● TASK DIRECTIONS
Locate the line that contains "Task: locate the flying". Print it and each following line through the end of the listing, verbatim, and nothing more.

● DATA FOR THIS EXERCISE

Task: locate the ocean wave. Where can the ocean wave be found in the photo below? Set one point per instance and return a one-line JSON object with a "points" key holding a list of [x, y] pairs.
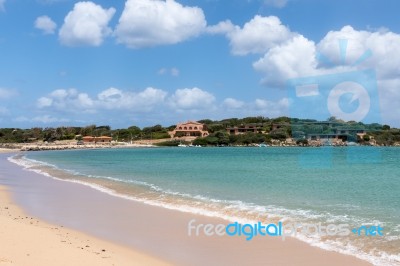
{"points": [[230, 210]]}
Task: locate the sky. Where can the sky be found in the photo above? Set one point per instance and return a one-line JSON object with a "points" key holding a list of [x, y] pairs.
{"points": [[147, 62]]}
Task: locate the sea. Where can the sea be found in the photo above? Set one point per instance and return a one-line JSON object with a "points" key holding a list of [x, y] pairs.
{"points": [[358, 186]]}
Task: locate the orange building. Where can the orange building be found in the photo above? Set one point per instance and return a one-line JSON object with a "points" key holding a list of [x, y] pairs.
{"points": [[102, 139], [189, 129]]}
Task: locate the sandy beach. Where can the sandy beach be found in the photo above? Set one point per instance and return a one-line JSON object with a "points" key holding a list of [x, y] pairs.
{"points": [[26, 240], [136, 228]]}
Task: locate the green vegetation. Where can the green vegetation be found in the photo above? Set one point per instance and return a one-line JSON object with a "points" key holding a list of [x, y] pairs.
{"points": [[262, 130]]}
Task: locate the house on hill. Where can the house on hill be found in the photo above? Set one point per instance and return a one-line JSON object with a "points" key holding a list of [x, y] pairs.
{"points": [[102, 139], [189, 129]]}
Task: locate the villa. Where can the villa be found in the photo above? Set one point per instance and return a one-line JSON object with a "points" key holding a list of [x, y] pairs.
{"points": [[102, 139], [189, 129]]}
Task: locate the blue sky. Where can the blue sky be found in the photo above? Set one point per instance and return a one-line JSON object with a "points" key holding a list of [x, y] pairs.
{"points": [[146, 62]]}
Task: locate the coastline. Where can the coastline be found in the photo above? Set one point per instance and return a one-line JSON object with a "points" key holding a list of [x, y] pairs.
{"points": [[153, 230]]}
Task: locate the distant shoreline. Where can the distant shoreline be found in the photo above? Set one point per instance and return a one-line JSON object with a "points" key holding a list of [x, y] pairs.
{"points": [[15, 147], [139, 226]]}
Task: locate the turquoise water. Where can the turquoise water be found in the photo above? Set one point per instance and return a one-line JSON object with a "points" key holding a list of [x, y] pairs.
{"points": [[353, 185]]}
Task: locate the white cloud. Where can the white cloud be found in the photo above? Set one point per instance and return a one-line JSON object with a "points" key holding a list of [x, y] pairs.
{"points": [[110, 99], [257, 36], [172, 71], [145, 23], [276, 3], [2, 2], [7, 93], [191, 99], [294, 58], [223, 27], [86, 24], [67, 101], [46, 24], [231, 103]]}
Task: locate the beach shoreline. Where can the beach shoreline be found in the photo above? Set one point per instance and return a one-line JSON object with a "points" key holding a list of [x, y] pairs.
{"points": [[26, 240], [159, 232]]}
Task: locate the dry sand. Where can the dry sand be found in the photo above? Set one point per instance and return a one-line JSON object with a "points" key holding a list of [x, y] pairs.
{"points": [[25, 240], [157, 231]]}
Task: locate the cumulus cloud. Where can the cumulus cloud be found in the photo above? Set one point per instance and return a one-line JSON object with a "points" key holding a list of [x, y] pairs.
{"points": [[171, 71], [223, 27], [294, 58], [45, 24], [110, 99], [256, 36], [191, 99], [86, 24], [231, 103], [145, 23], [276, 3]]}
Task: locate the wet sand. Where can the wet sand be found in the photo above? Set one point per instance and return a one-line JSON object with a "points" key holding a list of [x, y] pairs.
{"points": [[152, 230]]}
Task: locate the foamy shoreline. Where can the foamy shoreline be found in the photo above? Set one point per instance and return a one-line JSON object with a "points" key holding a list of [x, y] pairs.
{"points": [[169, 245]]}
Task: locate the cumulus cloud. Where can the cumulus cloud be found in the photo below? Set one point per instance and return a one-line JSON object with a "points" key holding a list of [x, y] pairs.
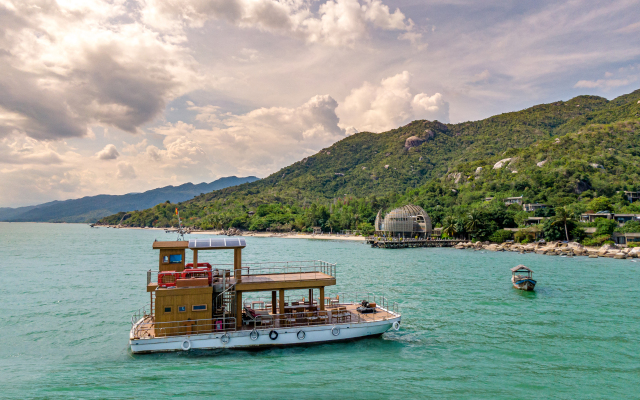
{"points": [[108, 153], [66, 65], [22, 150], [256, 142], [125, 171], [337, 22], [621, 77], [377, 108]]}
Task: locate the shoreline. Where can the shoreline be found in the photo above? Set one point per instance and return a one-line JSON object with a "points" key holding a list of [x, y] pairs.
{"points": [[571, 249], [284, 235]]}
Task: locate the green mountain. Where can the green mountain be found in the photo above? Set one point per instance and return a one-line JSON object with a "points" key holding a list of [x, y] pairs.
{"points": [[92, 208], [436, 165]]}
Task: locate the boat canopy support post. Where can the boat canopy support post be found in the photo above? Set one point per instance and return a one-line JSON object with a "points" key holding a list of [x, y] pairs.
{"points": [[274, 302], [281, 301], [237, 264], [238, 309]]}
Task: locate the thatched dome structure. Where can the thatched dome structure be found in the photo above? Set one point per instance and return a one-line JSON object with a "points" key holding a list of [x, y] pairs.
{"points": [[407, 221]]}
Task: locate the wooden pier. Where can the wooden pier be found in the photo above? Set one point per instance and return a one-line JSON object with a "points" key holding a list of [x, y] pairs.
{"points": [[401, 243]]}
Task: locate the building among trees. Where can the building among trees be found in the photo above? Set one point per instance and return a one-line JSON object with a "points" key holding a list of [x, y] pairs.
{"points": [[407, 221]]}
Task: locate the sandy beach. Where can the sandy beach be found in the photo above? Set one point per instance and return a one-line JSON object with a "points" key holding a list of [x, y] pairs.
{"points": [[324, 236]]}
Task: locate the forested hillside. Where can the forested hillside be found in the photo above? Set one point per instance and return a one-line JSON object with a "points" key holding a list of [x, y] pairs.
{"points": [[561, 154], [92, 208]]}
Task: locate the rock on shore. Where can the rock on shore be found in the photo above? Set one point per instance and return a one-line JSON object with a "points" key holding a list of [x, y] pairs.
{"points": [[556, 249]]}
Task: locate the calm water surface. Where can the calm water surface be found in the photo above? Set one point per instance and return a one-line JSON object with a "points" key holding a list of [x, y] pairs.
{"points": [[69, 291]]}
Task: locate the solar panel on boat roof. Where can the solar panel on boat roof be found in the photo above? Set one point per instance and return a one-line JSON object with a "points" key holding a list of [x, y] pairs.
{"points": [[206, 243]]}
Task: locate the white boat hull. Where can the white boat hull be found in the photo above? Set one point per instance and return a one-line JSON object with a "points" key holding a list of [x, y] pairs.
{"points": [[243, 339]]}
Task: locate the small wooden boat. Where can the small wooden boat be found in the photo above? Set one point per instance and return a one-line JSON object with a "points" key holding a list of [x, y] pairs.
{"points": [[521, 278]]}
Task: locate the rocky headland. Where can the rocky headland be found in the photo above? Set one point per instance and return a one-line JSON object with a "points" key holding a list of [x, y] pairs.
{"points": [[570, 249]]}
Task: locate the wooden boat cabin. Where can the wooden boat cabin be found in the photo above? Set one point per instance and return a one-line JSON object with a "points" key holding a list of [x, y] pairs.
{"points": [[521, 277], [200, 299]]}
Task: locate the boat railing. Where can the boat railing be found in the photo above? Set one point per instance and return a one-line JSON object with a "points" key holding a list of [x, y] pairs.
{"points": [[141, 313], [288, 267], [358, 297], [151, 329], [264, 268], [330, 316], [341, 299]]}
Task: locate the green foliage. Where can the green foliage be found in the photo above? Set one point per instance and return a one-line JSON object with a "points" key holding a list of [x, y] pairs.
{"points": [[605, 226], [629, 227], [596, 241], [366, 228], [601, 203], [501, 236]]}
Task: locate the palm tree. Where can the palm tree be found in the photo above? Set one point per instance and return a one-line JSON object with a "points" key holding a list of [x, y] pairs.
{"points": [[449, 226], [474, 221], [561, 218], [461, 223]]}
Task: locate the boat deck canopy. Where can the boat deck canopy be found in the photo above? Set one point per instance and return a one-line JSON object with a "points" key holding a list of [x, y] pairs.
{"points": [[218, 243], [520, 268], [181, 244]]}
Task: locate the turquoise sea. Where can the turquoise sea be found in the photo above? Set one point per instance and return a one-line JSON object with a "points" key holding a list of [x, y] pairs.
{"points": [[69, 291]]}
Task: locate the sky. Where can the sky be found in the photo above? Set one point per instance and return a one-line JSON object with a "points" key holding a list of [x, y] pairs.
{"points": [[120, 96]]}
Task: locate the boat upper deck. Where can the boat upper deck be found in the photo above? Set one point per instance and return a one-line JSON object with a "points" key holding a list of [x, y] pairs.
{"points": [[250, 277]]}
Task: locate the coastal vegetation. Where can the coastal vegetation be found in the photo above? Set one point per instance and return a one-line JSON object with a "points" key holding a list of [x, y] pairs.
{"points": [[573, 157]]}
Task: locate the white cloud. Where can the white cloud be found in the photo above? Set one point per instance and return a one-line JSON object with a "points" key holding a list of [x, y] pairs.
{"points": [[125, 171], [378, 108], [622, 77], [66, 65], [257, 142], [336, 23], [108, 153]]}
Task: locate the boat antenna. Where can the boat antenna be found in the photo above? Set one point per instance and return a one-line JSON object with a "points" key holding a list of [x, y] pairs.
{"points": [[180, 230]]}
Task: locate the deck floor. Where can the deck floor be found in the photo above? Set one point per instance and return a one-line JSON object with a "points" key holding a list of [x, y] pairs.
{"points": [[350, 315], [291, 277]]}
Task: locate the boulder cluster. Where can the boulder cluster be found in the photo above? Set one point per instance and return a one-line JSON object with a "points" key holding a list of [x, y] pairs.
{"points": [[556, 249]]}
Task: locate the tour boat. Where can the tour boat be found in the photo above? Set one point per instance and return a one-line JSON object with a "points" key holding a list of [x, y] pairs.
{"points": [[204, 306], [520, 281]]}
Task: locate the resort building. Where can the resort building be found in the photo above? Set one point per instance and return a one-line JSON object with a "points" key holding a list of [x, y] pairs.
{"points": [[512, 200], [632, 196], [620, 218], [626, 238], [533, 207], [408, 221]]}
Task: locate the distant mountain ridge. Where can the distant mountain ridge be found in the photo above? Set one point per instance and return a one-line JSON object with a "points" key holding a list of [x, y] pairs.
{"points": [[92, 208]]}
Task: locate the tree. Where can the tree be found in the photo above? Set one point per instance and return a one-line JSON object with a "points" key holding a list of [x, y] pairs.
{"points": [[474, 221], [561, 218], [601, 203], [449, 226], [605, 226]]}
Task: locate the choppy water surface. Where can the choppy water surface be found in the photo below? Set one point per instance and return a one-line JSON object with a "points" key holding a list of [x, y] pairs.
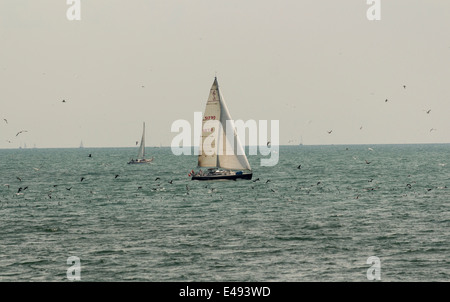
{"points": [[317, 223]]}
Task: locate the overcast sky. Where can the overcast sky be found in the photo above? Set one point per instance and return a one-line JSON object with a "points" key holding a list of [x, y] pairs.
{"points": [[314, 65]]}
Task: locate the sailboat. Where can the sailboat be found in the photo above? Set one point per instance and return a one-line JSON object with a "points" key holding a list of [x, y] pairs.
{"points": [[221, 163], [141, 153]]}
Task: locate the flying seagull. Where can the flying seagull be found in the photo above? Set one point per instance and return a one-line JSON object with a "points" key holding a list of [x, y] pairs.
{"points": [[21, 132]]}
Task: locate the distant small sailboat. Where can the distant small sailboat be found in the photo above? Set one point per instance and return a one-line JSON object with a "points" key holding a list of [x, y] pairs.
{"points": [[141, 153], [216, 157]]}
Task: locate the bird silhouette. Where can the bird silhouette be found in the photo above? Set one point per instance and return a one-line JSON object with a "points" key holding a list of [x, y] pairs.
{"points": [[21, 132]]}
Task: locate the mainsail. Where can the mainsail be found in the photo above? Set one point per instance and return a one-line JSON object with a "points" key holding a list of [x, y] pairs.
{"points": [[219, 148], [141, 153]]}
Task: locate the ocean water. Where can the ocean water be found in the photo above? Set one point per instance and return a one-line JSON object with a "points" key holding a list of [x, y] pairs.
{"points": [[318, 223]]}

● OUTPUT OF THE EXERCISE
Task: locate the flying seagull. Where can the flying seagull be found in the photo above? Set one point per instance and return a one-line JSON object with a "points" key holding a list of [x, y] pairs.
{"points": [[21, 132]]}
Task: locate the distant small sailboat. Where can the distant small sailboat be found in the photo above? Set one point per instance and return a one-line JSON object with a "points" key holding a list of [x, y] pairs.
{"points": [[141, 153], [216, 157]]}
Task: locate the bird silhouette. Where can the bird silhouette be found in the photo above? Set one point per instance and return a one-line JSON object with a "points" key holding a list of [x, y] pairs.
{"points": [[21, 132]]}
Task: locate the mainsail. Where can the mainsail be found in the photo above? Set one point per instance and return a one-line JSON object with a "points" key holding a list of [x, y] pairs.
{"points": [[219, 148], [141, 153]]}
Task: locate the ocean water. Where can the ocean water be found in the photo above? Set one point per instance and return a one-line JSON object with a "points" key holding a list of [x, y] pairs.
{"points": [[318, 223]]}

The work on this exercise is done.